課題文 — 以下の記録の行をすべて、空行を除いた番号付きリストとして出力せよ。画像は解答に含めないこと。
::: 課題用の記録 :::
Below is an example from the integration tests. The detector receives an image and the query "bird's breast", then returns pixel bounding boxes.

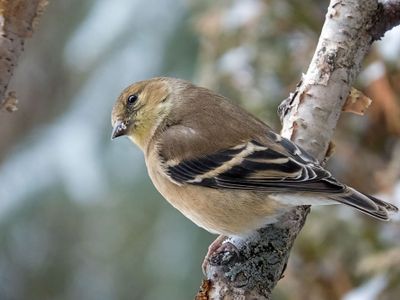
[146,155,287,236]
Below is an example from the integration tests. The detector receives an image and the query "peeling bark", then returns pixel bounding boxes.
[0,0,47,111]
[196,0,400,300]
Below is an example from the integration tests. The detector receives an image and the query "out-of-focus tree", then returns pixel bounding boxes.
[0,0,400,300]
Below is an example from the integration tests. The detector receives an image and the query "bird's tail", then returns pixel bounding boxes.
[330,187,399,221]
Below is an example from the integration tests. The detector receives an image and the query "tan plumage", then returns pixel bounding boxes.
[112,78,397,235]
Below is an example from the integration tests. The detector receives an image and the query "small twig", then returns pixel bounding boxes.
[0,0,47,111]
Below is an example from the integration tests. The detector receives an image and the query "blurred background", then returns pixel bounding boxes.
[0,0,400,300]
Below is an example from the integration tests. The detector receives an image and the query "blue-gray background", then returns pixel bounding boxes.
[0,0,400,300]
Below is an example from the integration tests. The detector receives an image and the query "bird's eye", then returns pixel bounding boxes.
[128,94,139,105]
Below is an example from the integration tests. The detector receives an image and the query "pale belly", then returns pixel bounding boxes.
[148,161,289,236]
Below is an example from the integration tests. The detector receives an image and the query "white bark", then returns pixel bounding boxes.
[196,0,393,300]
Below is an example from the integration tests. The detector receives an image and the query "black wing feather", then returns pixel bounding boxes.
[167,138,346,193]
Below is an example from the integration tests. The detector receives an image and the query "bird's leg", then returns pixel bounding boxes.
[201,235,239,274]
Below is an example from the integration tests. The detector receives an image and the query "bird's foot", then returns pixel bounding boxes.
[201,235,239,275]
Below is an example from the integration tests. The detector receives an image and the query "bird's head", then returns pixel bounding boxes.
:::
記述解答 —
1. Below is an example from the integration tests. The detector receives an image and the query "bird's breast", then returns pixel bounding boxes.
2. [146,155,287,236]
3. Below is an example from the integration tests. The detector receives an image and the query "peeling bark", then returns pixel bounding boxes.
4. [0,0,47,111]
5. [196,0,400,300]
6. Below is an example from the integration tests. The detector receives an image and the query "out-of-focus tree", then returns pixel bounding boxes.
7. [0,0,400,300]
8. Below is an example from the integration tests. The detector receives an image and the query "bird's tail", then returns pixel bounding boxes.
9. [330,187,399,221]
10. Below is an example from the integration tests. The detector receives an image and the query "tan plumage", then returns pixel bounding boxes.
11. [112,78,397,235]
12. Below is an example from the integration tests. The detector receives an image and the query "small twig", then returns pixel bounding boxes.
13. [0,0,47,111]
14. Below is an example from the integration tests. The detector receives an image and the query "blurred background", then returns pixel bounding boxes.
15. [0,0,400,300]
16. Below is an example from the integration tests. The detector receives an image and the query "blue-gray background", then returns pixel bounding boxes.
17. [0,0,400,300]
18. Below is an example from the integration tests. The detector receives an image and the query "bird's eye", then returns pixel bounding boxes.
19. [128,94,139,105]
20. Below is an example from the integration tests. The detector receives an image and the query "pale belly", then returns pixel bounding boxes.
21. [148,161,289,236]
22. Below is an example from the integration tests. The detector receives an image and the query "white bark", then returns pixel bounding boxes.
23. [196,0,393,300]
24. Below is an example from the integration tests. The detector receives an image and the query "black wing feather", then returns pixel bounding boxes.
25. [167,138,346,193]
26. Below is an example from the integration tests. The detector receives an image and the query "bird's leg", then returns pixel bounding boxes.
27. [201,235,239,274]
28. Below is an example from the integration tests. The detector receives an image and the query "bird's foot", then returns pixel bounding boxes.
29. [201,235,239,275]
30. Below is an example from the integration tests. The detector receives an image and the query "bird's head", then returns pixel bounding boxes.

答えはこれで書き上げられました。